(Source text begins)

Marinobacter Model System

Marinobacter aquaeolei VT8 (Model bacterium for neutral lipid biosynthesis) 

Ideal study of biosynthetic processes requires the utilization of a model system. For our studies of neutral lipid biosynthesis, we have chosen the marine bacterium Marinobacter aquaeolei VT8. This specific bacterial strain was isolated from an oil platform off the coast of Vietnam. It is a Gram-negative rod shaped Proteobacterium. We have been working with the strain for many years now, and have cloned a range of genes from this species and characterized the enzymes involved in the production of wax esters

This species was part of the initial effort to sequence a broad range of bacterium. Because of this, we have had a sequence of the entire genome of M. aquaeolei VT8 for some time. Other key resources related to this species are provided below.

Specific features of this strain and why we selected M. aquaeolei VT8 as a model species in our laboratory are described below:

  • M. aquaeolei VT8 is a non-pathogenic bacterium that is ubiquitous in nature and is also a halophile capable of growing at very high salt concentrations (above 1.0 M NaCl). This aspect may be important in situations where freshwater may not be immediately available or in applications where one desires to minimize potential contamination from competing strains.
  • M. aquaeolei VT8 can grow on a range of “contaminating” compounds found in crude oil and convert these to safer biofuels such as wax esters. M. aquaeolei VT8 has been found as part of the consortium of bacteria growing in numerous oil spill sites, including multiple sites related to the Deepwater Horizon oil spill
  • M. aquaeolei VT8 can be grown on very simple defined media including simple hydrocarbons or TCA cycle intermediates such as citrate and succinate, so that biosynthesis of unique compounds can be easily tracked during growth.

(Source text ends)
(Data excerpts begins)

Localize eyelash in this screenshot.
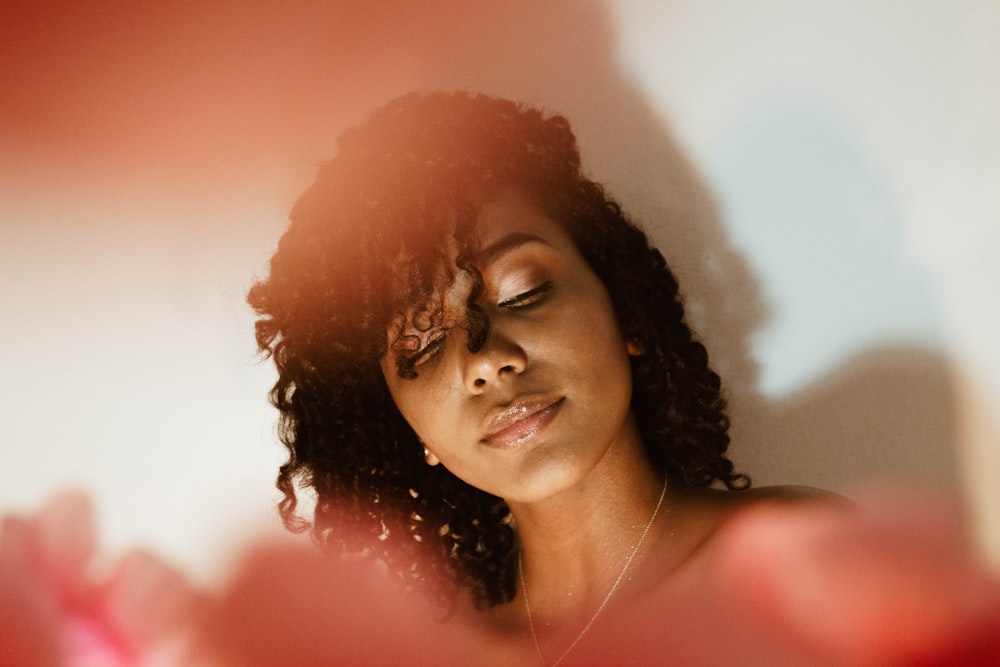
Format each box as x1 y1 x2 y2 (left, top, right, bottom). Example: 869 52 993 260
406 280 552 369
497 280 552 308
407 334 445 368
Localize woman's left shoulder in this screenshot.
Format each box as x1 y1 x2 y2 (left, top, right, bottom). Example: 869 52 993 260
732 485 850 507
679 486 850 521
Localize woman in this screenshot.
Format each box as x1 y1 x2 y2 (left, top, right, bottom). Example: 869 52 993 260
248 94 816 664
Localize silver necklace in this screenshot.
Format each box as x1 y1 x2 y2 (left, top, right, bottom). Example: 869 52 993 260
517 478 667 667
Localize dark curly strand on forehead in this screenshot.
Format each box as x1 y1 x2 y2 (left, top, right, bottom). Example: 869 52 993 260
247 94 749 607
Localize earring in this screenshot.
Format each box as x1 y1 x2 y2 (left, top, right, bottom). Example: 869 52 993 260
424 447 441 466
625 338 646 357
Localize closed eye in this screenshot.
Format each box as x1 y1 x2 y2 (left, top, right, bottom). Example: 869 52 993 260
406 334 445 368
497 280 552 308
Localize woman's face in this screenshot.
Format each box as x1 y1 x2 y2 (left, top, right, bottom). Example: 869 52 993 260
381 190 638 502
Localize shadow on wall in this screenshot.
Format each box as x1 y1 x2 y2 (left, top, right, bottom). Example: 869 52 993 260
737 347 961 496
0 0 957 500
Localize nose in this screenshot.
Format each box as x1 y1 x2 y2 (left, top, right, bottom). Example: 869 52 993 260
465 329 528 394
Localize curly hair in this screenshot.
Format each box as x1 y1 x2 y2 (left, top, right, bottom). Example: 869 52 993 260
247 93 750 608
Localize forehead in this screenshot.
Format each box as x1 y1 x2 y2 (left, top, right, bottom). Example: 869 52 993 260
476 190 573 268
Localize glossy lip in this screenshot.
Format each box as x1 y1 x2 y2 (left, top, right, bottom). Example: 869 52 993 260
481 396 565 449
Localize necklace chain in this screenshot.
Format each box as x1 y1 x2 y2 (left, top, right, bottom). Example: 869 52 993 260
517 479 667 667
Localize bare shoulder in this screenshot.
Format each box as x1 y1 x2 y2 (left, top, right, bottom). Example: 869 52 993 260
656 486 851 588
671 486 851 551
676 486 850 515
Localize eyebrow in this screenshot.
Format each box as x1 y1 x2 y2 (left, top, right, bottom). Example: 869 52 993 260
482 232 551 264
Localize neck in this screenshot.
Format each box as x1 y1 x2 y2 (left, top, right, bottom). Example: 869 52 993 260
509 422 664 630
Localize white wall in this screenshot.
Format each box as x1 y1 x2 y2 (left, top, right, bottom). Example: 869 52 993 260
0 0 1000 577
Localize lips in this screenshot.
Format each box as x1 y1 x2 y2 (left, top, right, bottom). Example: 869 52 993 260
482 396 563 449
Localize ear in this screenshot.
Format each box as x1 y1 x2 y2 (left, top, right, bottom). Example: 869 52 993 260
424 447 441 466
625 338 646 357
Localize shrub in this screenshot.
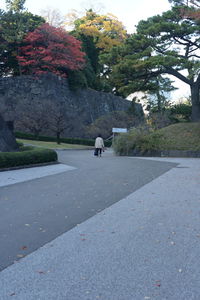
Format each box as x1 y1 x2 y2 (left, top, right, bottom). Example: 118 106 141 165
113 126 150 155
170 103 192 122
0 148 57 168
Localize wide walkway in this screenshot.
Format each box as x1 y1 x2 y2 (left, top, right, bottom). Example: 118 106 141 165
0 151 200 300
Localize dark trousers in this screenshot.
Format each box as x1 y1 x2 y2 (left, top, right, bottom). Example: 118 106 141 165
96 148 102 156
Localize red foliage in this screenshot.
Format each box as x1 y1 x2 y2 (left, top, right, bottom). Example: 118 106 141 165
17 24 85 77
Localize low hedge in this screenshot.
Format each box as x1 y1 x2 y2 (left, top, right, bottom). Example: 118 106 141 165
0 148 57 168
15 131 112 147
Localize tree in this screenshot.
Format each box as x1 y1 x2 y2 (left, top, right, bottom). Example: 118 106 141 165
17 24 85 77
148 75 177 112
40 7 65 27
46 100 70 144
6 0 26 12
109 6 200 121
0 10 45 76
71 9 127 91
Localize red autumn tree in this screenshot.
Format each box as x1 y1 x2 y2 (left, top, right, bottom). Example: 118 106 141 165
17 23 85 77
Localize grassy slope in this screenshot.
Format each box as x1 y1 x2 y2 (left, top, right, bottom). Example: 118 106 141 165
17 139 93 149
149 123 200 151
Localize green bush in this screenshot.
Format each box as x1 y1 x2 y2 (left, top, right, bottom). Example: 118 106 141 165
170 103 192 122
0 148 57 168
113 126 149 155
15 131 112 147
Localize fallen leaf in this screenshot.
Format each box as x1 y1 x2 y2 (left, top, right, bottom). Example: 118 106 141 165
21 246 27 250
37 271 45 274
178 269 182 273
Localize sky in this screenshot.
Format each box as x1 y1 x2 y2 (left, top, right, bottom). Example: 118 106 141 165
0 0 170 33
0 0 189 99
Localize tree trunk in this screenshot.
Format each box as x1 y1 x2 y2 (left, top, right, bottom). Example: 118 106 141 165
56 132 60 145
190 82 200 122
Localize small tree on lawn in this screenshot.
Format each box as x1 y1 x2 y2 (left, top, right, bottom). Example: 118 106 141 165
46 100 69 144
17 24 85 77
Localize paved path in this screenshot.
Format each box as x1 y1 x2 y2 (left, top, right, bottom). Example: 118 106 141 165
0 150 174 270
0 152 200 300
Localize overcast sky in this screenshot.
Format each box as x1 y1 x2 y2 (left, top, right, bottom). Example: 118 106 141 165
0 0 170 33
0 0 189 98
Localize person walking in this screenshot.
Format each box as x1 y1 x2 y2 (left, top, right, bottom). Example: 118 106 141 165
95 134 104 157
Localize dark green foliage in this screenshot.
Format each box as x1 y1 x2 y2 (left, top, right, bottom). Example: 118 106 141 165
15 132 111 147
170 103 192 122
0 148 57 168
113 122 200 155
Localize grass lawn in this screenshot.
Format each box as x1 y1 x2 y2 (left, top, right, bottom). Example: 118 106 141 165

(Data excerpts ends)

— What the exercise asks —
Translate this sentence from the Marinobacter text into Spanish: "This specific bacterial strain was isolated from an oil platform off the coast of Vietnam."

— Written reply —
Esta cepa bacteriana específica se aisló de una plataforma petrolífera frente a la costa de Vietnam.